PROMPT
Please rewrite the listing below as a numbered list, dropping any blank lines and leaving the images out of your answer.

Top of DATA TO EXAMINE

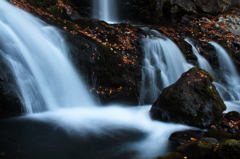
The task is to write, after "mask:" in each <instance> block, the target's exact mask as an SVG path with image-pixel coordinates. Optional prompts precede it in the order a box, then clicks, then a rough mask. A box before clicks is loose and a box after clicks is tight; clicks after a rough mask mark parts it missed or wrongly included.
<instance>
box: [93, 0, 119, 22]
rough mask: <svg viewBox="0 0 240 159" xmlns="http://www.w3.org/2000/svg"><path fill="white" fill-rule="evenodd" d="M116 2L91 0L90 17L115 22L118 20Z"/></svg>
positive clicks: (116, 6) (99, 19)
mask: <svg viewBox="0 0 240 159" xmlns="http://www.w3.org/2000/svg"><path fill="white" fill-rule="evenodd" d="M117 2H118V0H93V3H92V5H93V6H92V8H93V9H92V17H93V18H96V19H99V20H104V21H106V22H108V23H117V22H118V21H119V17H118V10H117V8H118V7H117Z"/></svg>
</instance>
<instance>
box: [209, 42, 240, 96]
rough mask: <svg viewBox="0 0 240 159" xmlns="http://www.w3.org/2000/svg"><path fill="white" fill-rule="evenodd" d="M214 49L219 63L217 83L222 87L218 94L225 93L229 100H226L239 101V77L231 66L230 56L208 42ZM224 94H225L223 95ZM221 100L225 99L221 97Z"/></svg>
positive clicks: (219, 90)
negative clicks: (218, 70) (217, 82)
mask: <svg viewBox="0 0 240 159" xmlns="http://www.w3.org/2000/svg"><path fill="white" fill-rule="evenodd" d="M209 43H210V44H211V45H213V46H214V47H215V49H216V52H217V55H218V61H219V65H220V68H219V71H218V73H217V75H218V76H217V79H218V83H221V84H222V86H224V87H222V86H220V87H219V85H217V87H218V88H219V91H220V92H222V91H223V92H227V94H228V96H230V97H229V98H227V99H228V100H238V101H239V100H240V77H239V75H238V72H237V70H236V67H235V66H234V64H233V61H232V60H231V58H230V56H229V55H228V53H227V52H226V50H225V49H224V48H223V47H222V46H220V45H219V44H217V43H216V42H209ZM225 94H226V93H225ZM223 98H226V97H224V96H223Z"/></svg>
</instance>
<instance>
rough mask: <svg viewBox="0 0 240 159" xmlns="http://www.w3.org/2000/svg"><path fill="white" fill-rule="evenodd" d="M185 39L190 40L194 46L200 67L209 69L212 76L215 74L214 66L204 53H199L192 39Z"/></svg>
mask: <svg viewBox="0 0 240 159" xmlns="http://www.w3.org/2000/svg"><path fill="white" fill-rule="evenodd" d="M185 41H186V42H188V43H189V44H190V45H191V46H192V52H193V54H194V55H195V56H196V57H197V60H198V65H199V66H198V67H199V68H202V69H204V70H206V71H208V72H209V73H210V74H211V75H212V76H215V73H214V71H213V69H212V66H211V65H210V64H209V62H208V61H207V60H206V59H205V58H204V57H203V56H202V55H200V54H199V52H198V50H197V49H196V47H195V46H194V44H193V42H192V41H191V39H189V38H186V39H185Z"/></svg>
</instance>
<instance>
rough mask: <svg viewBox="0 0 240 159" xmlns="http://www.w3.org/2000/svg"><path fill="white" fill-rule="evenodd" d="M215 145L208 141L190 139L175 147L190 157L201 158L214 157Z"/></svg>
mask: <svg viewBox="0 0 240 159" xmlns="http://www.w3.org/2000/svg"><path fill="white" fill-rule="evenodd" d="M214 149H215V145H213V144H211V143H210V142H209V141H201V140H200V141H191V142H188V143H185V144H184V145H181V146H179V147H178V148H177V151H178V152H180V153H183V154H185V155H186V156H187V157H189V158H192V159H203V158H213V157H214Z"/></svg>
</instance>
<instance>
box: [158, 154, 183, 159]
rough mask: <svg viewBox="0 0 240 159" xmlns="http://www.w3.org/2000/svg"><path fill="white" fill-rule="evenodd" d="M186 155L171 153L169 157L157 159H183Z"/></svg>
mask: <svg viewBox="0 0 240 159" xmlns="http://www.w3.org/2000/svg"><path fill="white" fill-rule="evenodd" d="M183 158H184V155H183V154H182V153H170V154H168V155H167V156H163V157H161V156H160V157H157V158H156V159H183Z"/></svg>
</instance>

Bottom of DATA TO EXAMINE

RESPONSE AREA
1. The task is to write, after "mask:" in each <instance> block, the target's exact mask as an SVG path with image-pixel coordinates. Optional prompts precede it in the order a box, then clicks, then a rough mask. A box before clicks is loose and a box after clicks is tight; clicks after a rough mask mark parts it missed or wrongly included.
2. <instance>
3. box: [93, 0, 119, 22]
4. rough mask: <svg viewBox="0 0 240 159" xmlns="http://www.w3.org/2000/svg"><path fill="white" fill-rule="evenodd" d="M116 2L91 0L90 17L115 22L118 20Z"/></svg>
5. positive clicks: (116, 6) (99, 19)
6. mask: <svg viewBox="0 0 240 159" xmlns="http://www.w3.org/2000/svg"><path fill="white" fill-rule="evenodd" d="M117 2H118V0H93V3H92V5H93V6H92V8H93V9H92V17H93V18H96V19H99V20H104V21H106V22H108V23H117V22H118V21H119V17H118V10H117V8H118V7H117Z"/></svg>
7. </instance>
8. <instance>
9. box: [209, 42, 240, 96]
10. rough mask: <svg viewBox="0 0 240 159" xmlns="http://www.w3.org/2000/svg"><path fill="white" fill-rule="evenodd" d="M214 49L219 63L217 83L222 87L218 94L225 93L229 100H226L239 101V77L231 66L230 56L208 42ZM224 94H225L223 95ZM221 100L225 99L221 97Z"/></svg>
11. positive clicks: (219, 90)
12. negative clicks: (218, 70) (217, 82)
13. mask: <svg viewBox="0 0 240 159" xmlns="http://www.w3.org/2000/svg"><path fill="white" fill-rule="evenodd" d="M209 43H210V44H211V45H213V46H214V47H215V49H216V52H217V55H218V61H219V65H220V68H219V71H218V73H217V75H218V76H217V79H218V83H221V84H222V86H224V87H222V86H220V87H219V85H217V87H218V88H219V91H220V92H222V91H223V92H227V94H228V96H230V97H229V98H227V99H228V100H238V101H239V100H240V77H239V75H238V72H237V70H236V67H235V66H234V64H233V61H232V60H231V58H230V56H229V55H228V53H227V52H226V50H225V49H224V48H223V47H222V46H220V45H219V44H217V43H216V42H209ZM225 94H226V93H225ZM223 98H226V97H224V96H223Z"/></svg>
14. </instance>
15. <instance>
16. rough mask: <svg viewBox="0 0 240 159" xmlns="http://www.w3.org/2000/svg"><path fill="white" fill-rule="evenodd" d="M185 39L190 40L194 46L200 67L209 69L212 76L215 74L214 66L204 53H199L192 39Z"/></svg>
17. mask: <svg viewBox="0 0 240 159" xmlns="http://www.w3.org/2000/svg"><path fill="white" fill-rule="evenodd" d="M185 41H186V42H188V43H189V44H190V45H191V46H192V52H193V54H194V55H195V56H196V57H197V60H198V65H199V66H198V67H199V68H202V69H204V70H206V71H208V72H209V73H210V74H211V75H212V76H215V73H214V71H213V69H212V66H211V65H210V64H209V62H208V61H207V60H206V59H205V58H204V57H203V56H202V55H200V54H199V52H198V50H197V49H196V47H195V46H194V44H193V42H192V41H191V39H189V38H186V39H185Z"/></svg>
18. </instance>
19. <instance>
20. rough mask: <svg viewBox="0 0 240 159" xmlns="http://www.w3.org/2000/svg"><path fill="white" fill-rule="evenodd" d="M215 145L208 141L190 139L175 147L190 157L201 158L214 157Z"/></svg>
21. mask: <svg viewBox="0 0 240 159" xmlns="http://www.w3.org/2000/svg"><path fill="white" fill-rule="evenodd" d="M214 149H215V145H213V144H211V143H210V142H209V141H201V140H200V141H191V142H188V143H185V144H184V145H181V146H179V147H178V148H177V151H178V152H180V153H183V154H185V155H186V156H187V157H189V158H192V159H203V158H213V157H214Z"/></svg>
22. </instance>
23. <instance>
24. box: [158, 154, 183, 159]
25. rough mask: <svg viewBox="0 0 240 159" xmlns="http://www.w3.org/2000/svg"><path fill="white" fill-rule="evenodd" d="M186 155L171 153L169 157L157 159H183Z"/></svg>
26. mask: <svg viewBox="0 0 240 159" xmlns="http://www.w3.org/2000/svg"><path fill="white" fill-rule="evenodd" d="M183 158H184V155H183V154H182V153H170V154H168V155H167V156H163V157H161V156H160V157H157V158H156V159H183Z"/></svg>
27. </instance>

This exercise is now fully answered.